Document section>
Toronto Police Services released the following statement:
“On Saturday, January 2, 2021, at approximately 9:40 pm, the Toronto Police Service received calls from the public reporting a large gathering of individuals in the area of Midland Avenue and Finch Avenue East. Officers arrived to find a gathering of approximately 50 people and cars gathered in contravention of the Reopening Ontario Act. Some members of this large gathering refused to disperse and did not comply with the officers’ orders, resulting in one person being criminally charged with Obstruct Police."
A gofundme has been set up to support Moses Demian’s family.
December 4, 2020
The SIU has also investigated the December 4, 2020 death of a 32-year-old man in St. Catharines. The Niagara Regional Police Service (NRPS) brought the incident to the SIU’s attention on December 16, 2020. Preliminary information suggests the following:
At approximately 10 pm on December 4, 2020, an assist ambulance call came in and NRPS officers were dispatched to the area of Frank Street and Gale Crescent. Soon after arriving in the area, officers observed a man hanging from a tree. He was pronounced deceased at the scene.
There is no indication police were with the man when he died. However, given the reported nature of multiple interactions the police had with the man in the hours before his death, and their proximity to the incident in question, the SIU has opened a file in the matter. Three investigators have been assigned to the case.

Records>
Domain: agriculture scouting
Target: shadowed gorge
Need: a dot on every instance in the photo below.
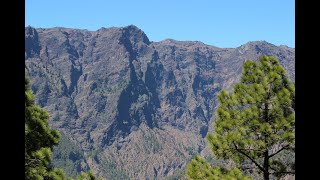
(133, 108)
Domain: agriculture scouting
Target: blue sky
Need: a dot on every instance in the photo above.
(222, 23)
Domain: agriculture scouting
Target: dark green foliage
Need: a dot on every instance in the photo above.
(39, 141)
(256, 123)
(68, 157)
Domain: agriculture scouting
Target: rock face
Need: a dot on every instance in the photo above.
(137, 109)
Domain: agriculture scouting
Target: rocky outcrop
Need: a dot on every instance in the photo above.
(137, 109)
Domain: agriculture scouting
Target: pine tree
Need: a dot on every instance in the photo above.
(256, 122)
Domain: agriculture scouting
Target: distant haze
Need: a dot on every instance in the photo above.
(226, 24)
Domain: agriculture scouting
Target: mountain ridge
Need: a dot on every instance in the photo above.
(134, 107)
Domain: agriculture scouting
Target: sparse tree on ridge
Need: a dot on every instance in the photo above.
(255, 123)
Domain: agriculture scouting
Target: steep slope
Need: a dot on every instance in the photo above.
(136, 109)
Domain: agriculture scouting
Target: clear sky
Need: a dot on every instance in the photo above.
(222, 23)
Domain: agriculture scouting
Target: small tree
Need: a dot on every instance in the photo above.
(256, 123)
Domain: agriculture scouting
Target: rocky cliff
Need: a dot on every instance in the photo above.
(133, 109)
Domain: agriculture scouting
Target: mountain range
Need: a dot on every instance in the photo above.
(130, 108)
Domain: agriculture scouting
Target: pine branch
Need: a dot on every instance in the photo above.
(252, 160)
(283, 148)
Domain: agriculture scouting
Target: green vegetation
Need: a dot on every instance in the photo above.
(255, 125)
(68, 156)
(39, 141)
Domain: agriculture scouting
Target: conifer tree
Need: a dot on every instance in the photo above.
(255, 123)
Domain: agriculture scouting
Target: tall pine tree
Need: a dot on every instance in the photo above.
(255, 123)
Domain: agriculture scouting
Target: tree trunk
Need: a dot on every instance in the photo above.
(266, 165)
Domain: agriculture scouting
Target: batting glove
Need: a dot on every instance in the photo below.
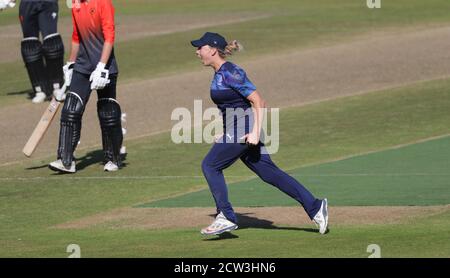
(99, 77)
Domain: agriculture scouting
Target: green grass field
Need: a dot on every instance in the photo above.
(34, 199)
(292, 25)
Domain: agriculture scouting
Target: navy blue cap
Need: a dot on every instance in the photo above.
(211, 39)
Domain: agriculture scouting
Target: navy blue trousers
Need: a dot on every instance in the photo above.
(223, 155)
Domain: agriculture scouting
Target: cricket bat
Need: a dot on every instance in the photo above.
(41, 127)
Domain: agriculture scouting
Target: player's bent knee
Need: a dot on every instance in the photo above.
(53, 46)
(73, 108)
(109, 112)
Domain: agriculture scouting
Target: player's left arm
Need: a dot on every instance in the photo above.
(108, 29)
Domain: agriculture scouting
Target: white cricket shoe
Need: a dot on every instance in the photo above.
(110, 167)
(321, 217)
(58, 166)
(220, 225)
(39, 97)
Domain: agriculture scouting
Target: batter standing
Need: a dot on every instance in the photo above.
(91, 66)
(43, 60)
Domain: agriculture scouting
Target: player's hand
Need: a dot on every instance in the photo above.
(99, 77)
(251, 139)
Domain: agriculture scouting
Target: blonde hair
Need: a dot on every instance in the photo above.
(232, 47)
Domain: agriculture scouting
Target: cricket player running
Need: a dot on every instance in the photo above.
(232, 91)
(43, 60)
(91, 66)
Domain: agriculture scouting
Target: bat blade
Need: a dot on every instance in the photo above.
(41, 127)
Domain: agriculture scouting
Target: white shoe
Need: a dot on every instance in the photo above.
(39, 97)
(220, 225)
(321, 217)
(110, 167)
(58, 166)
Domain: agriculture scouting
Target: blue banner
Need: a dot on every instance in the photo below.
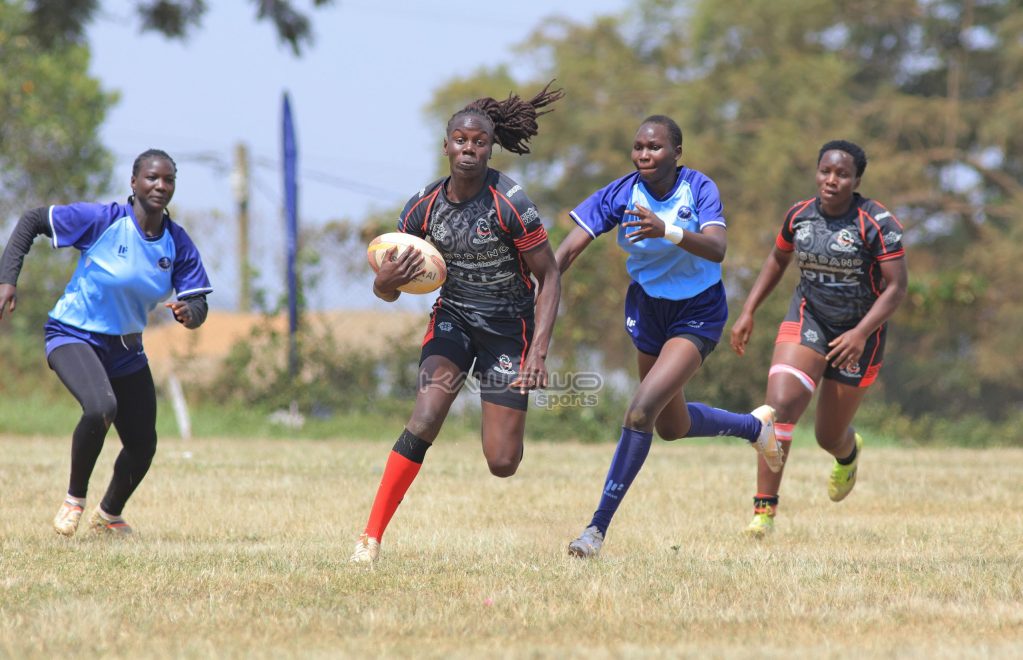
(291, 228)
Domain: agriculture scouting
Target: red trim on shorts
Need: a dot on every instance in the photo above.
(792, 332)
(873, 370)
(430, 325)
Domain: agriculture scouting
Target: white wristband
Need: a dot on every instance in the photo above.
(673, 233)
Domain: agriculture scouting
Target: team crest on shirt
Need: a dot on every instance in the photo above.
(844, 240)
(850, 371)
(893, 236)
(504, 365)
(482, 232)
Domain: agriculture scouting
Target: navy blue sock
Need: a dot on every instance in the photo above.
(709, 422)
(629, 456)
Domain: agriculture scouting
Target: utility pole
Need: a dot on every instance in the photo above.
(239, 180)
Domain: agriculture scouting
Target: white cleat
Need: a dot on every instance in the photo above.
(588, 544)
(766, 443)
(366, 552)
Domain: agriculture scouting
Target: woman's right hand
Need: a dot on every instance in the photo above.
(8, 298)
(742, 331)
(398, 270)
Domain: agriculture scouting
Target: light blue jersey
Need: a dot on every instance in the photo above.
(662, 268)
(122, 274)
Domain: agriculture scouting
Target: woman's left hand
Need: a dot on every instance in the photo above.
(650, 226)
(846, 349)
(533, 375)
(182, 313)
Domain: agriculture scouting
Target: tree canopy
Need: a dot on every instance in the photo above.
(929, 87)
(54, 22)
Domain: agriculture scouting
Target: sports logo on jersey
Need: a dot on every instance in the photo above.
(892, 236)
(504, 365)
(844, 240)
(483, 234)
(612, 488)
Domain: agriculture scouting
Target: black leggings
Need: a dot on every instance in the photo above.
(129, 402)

Tasks to complete>
1. Restate word for word the passage on police incidents, from "A gofundme has" to "at the scene.".
2. Take the passage on police incidents further, continuing it from its final sentence.

Answers in order>
1.
A gofundme has been set up to support Moses Demian’s family.
December 4, 2020
The SIU has also investigated the December 4, 2020 death of a 32-year-old man in St. Catharines. The Niagara Regional Police Service (NRPS) brought the incident to the SIU’s attention on December 16, 2020. Preliminary information suggests the following:
At approximately 10 pm on December 4, 2020, an assist ambulance call came in and NRPS officers were dispatched to the area of Frank Street and Gale Crescent. Soon after arriving in the area, officers observed a man hanging from a tree. He was pronounced deceased at the scene.

2.
There are many reasons that someone might take their own life and this is not to attribute it to policing alone. But at the same time, we must at least pay attention to what is happening and start to ask some serious questions about it.
Many of us have experiences of anxiety and stress created by contacts from or interactions with state agencies, public officials, or medical professionals, even where these are less punitive or aggressive or pose no immediate lethal threat. So we can empathize with the intensified pressures caused by contact, especially multiple contacts, from police and the very material threat they pose. And we can perceive how this might impact us disastrously.
Once again, police are not about care. We need to develop resources that can offer supports for personal and community health, safety, and wellbeing. As communities and movements have long said, we need care, not cops.